Gather every line of the data that contains the word "building". Case counts.
_ _ _
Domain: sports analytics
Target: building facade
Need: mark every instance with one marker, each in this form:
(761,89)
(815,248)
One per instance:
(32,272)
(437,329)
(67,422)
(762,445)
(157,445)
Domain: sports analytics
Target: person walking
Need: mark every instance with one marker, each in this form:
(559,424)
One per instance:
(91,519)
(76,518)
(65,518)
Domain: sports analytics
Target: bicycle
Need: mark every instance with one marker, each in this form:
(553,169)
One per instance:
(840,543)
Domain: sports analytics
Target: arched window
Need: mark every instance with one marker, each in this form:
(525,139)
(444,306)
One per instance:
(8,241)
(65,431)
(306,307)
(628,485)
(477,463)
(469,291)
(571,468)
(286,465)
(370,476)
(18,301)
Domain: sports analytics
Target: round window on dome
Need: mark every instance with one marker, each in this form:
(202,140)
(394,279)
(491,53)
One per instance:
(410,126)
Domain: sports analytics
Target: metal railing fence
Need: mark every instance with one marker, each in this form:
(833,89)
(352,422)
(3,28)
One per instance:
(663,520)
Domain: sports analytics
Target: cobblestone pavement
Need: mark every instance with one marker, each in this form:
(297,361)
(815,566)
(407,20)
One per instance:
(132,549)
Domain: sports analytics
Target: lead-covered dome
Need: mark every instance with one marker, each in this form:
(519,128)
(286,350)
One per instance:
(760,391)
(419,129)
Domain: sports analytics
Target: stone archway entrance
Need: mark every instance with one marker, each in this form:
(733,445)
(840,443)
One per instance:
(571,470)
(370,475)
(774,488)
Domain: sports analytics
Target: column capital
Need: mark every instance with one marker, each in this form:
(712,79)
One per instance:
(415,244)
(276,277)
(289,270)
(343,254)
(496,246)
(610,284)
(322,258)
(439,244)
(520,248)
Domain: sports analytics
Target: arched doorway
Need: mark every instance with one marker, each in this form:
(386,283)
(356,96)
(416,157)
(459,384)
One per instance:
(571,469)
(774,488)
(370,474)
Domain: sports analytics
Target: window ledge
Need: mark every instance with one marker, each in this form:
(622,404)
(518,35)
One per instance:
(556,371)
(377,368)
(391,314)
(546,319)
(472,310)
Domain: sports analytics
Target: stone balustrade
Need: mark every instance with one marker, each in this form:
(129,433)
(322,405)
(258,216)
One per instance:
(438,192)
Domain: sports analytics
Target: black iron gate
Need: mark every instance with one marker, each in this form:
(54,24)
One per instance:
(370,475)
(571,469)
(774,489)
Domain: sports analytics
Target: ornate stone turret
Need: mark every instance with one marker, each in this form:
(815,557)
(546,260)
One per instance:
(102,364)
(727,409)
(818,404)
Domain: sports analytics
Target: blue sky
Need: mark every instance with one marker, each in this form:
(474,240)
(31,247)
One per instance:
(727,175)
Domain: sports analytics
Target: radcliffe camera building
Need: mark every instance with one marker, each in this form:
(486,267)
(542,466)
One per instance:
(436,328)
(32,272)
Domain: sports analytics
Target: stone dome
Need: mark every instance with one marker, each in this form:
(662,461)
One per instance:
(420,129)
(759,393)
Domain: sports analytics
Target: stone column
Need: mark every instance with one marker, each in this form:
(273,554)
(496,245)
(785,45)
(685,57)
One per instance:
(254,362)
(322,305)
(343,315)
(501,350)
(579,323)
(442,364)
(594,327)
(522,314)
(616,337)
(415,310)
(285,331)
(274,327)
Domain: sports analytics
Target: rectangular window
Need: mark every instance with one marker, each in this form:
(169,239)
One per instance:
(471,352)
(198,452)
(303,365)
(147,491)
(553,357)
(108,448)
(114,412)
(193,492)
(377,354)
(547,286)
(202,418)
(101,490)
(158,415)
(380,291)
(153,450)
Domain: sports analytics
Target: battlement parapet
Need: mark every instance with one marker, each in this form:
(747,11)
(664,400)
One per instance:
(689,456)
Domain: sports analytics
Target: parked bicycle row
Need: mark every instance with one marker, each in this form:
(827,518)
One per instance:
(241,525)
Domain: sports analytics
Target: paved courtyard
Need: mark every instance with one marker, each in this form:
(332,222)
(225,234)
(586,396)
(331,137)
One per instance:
_ _ _
REPLY:
Target: building facade
Target: radcliffe camera building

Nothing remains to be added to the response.